§ **WRITTEN PROBLEM**: Locate each line in the listing below that contains the word "dark", and copy every such line in full.

§ **RAW RECORDS**:
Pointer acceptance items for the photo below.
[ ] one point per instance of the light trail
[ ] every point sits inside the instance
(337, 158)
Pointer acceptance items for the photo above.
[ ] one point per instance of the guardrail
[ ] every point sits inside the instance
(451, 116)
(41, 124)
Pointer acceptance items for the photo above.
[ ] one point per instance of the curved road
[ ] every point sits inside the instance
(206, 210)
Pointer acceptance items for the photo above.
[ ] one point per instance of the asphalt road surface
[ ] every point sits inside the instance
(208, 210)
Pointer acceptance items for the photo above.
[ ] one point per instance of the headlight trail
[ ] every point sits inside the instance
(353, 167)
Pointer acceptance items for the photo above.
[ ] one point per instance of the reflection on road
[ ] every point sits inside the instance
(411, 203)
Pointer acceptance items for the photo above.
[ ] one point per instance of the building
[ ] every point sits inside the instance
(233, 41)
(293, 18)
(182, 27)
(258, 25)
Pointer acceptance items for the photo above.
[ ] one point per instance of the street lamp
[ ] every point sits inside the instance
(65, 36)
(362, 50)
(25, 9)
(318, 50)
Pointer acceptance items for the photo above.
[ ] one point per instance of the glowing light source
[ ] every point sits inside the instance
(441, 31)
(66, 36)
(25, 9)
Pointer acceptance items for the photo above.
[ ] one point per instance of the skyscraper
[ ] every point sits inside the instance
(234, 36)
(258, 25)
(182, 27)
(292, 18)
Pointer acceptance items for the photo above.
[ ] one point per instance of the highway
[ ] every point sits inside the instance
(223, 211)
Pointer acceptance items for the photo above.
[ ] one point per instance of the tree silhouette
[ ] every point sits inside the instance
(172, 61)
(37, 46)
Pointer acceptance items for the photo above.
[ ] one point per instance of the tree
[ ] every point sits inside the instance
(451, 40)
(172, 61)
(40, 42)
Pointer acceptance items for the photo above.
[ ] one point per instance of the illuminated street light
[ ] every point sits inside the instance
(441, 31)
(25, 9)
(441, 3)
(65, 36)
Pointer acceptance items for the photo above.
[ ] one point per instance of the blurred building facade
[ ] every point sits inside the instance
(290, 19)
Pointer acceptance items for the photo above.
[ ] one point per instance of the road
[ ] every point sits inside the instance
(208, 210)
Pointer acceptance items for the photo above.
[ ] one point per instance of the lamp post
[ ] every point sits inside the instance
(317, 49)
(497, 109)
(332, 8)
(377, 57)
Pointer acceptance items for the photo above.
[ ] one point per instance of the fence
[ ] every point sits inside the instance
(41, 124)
* * *
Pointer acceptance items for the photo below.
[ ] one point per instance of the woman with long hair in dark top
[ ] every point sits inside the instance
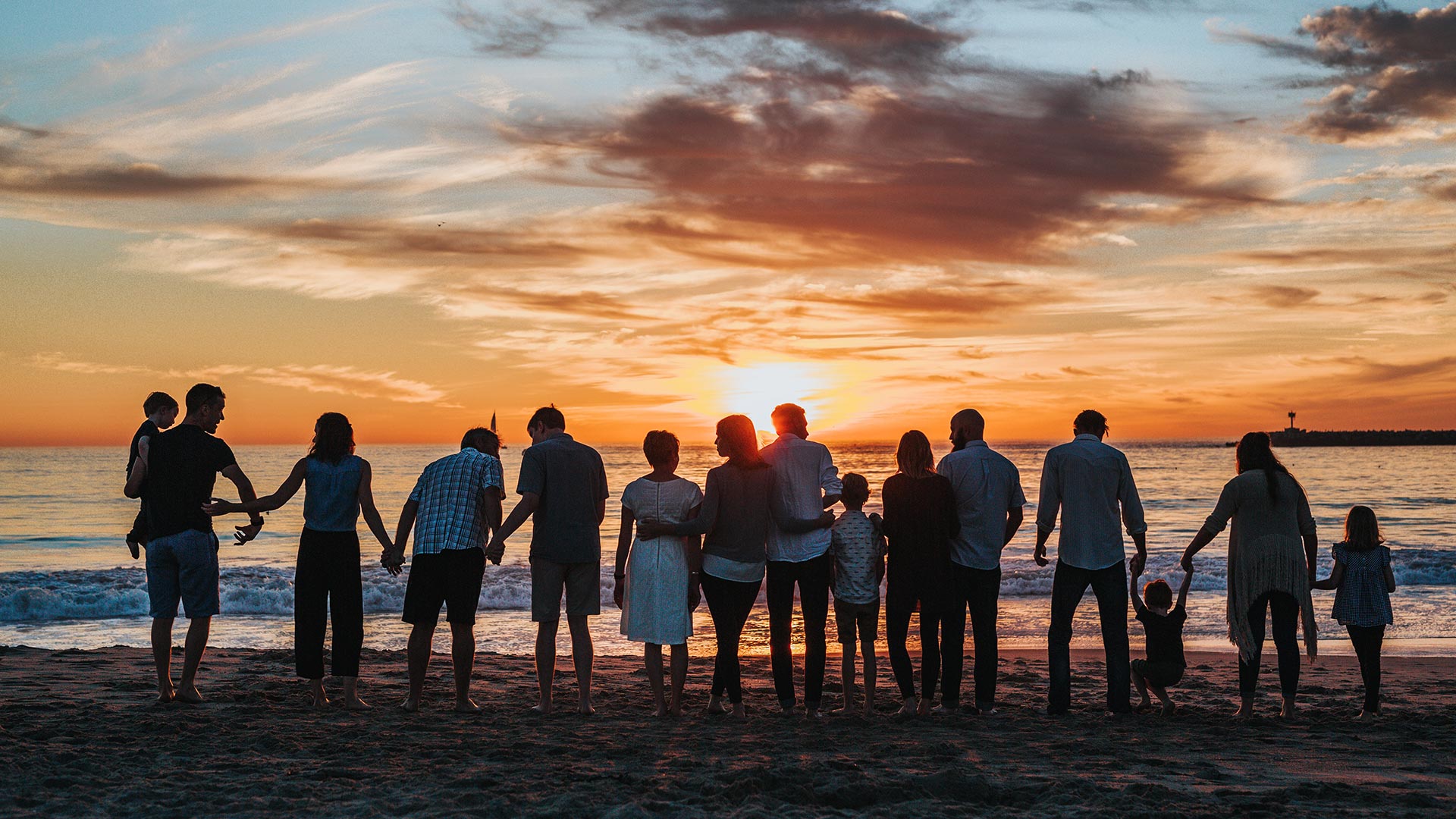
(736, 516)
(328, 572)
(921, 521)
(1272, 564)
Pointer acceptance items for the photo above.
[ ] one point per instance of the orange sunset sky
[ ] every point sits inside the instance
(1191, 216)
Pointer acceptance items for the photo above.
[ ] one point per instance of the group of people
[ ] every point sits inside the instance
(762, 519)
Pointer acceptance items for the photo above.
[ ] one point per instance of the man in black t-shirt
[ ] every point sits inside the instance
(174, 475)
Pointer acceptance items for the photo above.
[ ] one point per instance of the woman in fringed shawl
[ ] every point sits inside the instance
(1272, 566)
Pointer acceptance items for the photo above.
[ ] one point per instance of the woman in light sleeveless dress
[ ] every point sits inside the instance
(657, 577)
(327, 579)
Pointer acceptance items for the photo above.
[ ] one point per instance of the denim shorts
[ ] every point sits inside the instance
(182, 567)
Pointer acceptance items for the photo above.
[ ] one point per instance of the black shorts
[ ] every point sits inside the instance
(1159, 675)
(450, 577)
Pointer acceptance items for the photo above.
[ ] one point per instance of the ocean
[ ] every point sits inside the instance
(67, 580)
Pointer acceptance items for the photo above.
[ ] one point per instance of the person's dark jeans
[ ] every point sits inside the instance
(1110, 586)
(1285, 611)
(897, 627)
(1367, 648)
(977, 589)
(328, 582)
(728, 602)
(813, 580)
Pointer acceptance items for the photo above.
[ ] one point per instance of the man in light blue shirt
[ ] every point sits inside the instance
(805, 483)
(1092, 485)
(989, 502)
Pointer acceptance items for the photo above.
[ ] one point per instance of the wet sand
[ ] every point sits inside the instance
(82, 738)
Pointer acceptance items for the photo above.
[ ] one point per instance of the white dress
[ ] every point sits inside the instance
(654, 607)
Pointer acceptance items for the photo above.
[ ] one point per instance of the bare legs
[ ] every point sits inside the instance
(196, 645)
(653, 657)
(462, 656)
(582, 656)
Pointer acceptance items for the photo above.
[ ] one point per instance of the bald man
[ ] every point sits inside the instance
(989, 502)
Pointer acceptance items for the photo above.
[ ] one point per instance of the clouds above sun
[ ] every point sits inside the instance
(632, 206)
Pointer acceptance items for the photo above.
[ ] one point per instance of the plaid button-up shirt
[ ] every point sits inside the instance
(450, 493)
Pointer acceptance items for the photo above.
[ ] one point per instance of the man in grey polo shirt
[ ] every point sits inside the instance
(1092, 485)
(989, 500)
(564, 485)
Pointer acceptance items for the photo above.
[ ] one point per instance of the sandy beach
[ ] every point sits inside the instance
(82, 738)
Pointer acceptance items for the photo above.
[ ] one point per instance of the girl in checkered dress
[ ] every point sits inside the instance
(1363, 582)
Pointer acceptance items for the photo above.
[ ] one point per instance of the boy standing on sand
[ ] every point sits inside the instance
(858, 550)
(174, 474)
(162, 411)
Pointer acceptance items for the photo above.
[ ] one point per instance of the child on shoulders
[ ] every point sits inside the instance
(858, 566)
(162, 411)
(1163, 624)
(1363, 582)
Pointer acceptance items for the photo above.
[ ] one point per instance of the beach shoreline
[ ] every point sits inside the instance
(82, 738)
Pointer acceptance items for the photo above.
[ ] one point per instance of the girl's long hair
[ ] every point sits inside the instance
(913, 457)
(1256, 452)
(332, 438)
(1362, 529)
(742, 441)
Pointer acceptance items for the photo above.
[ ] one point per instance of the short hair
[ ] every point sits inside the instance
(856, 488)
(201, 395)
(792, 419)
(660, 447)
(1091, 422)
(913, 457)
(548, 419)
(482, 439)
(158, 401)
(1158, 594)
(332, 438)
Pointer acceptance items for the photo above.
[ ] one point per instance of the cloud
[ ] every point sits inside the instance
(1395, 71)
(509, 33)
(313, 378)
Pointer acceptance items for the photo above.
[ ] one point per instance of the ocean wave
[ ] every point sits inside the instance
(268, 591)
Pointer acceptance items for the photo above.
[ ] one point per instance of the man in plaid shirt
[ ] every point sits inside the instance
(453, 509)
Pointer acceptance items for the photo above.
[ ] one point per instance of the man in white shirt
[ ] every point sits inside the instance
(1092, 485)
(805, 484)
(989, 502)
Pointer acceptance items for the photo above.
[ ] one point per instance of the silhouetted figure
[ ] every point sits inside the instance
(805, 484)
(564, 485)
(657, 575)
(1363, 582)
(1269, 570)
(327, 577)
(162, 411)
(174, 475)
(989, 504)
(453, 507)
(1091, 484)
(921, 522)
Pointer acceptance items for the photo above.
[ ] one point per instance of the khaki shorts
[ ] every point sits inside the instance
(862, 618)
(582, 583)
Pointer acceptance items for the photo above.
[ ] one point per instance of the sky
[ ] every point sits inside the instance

§ **TASK OUTPUT**:
[ ] one point per instance of the woman with long hair in dark top
[ ] one point per instance of the person's dark jeans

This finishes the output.